[New-bugs-announce] [issue4341] Update __hash__ doc
Terry J. Reedy
report at bugs.python.org
Mon Nov 17 22:48:35 CET 2008
New submission from Terry J. Reedy <tjreedy at udel.edu>:
Language/data model/special method names/ __hash__
Sentence 1: "Called for the key object for dictionary operations, and by
the built-in function hash()."
Also called for the members of set and frozenset (and any other hashed
based collection).
Suggestion 1: "Called by the built-in function hash() and for operations
on members or keys of hashed collections. These currently include the
built-in classes set, frozenset, and dict."
Corresponding future-proof changes later in the text:
>From "its instances will not be usable as dictionary keys"
to "its instances will not be usable as hashable members or keys".
>From "since the dictionary implementation requires"

************

CHALLENGE: In the bug report on the __hash__ documentation, which built-in classes does Suggestion 1 name as the hashed collections that currently exist?

GIVEN INFORMATION:
************

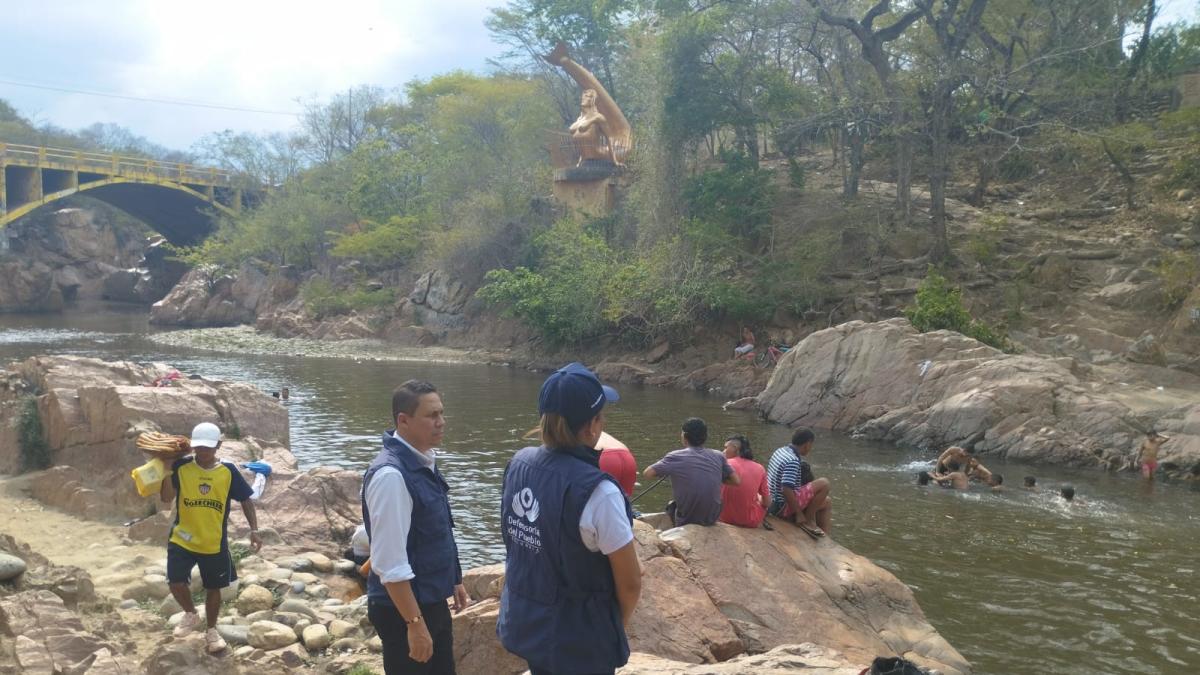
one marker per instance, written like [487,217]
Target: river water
[1018,581]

************

SOLUTION TO THIS EXERCISE: Set, frozenset, and dict.